Consigne:
Renvoyez chacune des lignes ci-dessous où figure le mot « metal ».

Données fournies:
────────────────────────────────────────

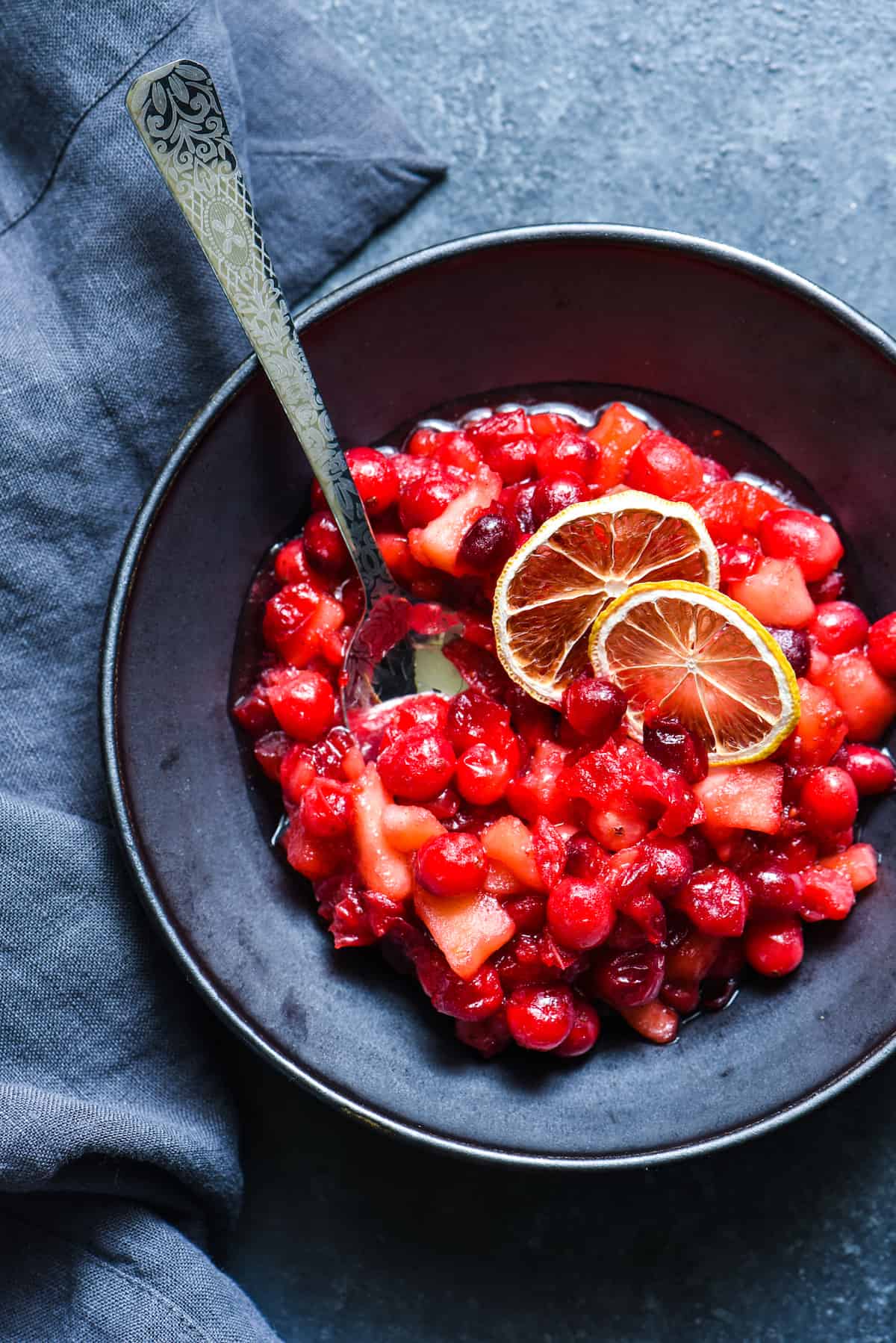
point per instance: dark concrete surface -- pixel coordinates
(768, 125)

────────────────────────────────────────

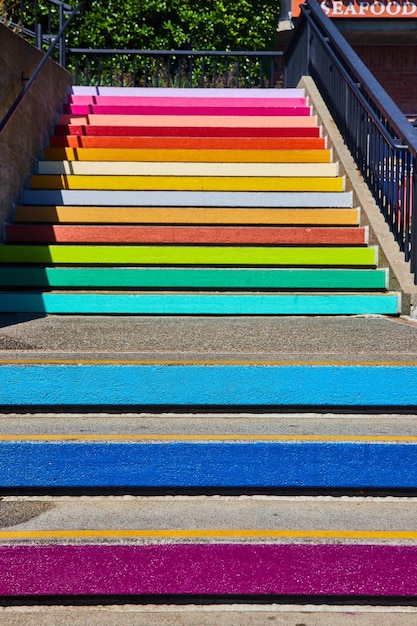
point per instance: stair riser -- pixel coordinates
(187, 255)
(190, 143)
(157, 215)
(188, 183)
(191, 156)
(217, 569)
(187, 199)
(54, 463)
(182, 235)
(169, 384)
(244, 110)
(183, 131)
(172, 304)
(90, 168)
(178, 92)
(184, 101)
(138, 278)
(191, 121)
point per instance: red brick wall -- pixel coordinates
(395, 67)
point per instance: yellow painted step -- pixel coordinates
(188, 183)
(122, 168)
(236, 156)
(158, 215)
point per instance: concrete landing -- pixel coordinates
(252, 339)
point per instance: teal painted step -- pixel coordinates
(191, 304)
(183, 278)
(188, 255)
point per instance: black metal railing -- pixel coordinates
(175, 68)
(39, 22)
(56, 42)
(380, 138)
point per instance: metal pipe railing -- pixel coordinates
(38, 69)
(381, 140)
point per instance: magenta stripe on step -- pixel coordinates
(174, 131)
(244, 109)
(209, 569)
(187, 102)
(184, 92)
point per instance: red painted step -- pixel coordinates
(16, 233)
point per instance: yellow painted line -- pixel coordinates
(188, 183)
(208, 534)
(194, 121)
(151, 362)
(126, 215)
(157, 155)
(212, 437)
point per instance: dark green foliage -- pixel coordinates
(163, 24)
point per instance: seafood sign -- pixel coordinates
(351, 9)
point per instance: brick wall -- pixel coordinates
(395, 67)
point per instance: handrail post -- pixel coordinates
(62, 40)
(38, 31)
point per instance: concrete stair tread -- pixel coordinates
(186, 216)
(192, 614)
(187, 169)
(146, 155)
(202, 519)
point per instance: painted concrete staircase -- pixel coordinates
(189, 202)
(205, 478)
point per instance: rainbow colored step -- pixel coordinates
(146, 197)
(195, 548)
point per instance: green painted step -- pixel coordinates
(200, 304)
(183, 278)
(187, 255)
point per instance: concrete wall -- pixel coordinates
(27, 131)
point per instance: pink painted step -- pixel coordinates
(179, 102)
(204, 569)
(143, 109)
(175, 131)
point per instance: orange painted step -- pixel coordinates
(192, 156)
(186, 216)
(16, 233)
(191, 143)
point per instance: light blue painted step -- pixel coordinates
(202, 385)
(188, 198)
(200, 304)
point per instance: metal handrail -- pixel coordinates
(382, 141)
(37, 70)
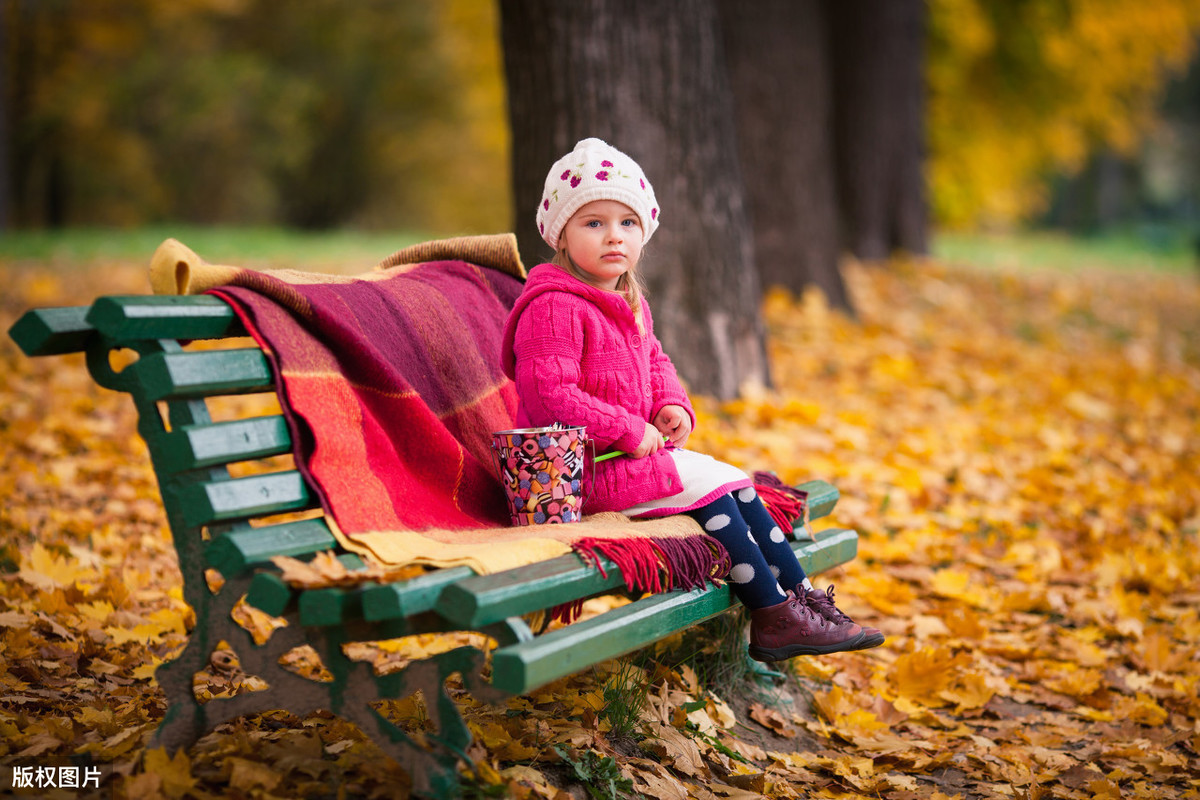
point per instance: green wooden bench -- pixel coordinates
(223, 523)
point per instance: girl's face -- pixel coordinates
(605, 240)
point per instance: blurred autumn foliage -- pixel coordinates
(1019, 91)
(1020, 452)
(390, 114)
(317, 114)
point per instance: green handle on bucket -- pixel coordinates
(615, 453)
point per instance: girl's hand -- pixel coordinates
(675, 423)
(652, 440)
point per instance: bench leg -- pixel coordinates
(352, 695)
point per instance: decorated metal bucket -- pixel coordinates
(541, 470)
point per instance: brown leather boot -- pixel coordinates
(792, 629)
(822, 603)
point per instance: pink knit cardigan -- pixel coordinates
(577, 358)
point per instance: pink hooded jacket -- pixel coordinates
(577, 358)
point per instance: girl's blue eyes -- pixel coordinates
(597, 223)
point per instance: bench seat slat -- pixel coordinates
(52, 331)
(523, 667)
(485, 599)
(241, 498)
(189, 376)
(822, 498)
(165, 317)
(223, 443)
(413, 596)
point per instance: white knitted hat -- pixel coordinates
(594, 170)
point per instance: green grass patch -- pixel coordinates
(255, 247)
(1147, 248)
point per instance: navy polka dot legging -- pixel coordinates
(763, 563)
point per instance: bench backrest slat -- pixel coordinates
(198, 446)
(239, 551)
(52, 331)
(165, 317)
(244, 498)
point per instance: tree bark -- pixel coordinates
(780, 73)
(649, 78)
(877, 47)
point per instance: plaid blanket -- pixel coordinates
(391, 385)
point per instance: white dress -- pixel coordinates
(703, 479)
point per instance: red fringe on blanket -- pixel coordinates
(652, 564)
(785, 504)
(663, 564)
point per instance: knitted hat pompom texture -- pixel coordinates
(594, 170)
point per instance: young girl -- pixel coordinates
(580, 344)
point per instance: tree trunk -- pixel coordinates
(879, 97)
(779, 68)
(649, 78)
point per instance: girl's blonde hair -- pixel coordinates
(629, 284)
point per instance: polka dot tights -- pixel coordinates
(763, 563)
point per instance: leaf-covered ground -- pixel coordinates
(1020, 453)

────────────────────────────────────────

Réponse:
point per instance: black metal railing -- pixel coordinates
point per instance: metal pipe railing -- pixel coordinates
point per instance: metal handrail -- pixel coordinates
point per instance: decorated metal bucket -- pixel coordinates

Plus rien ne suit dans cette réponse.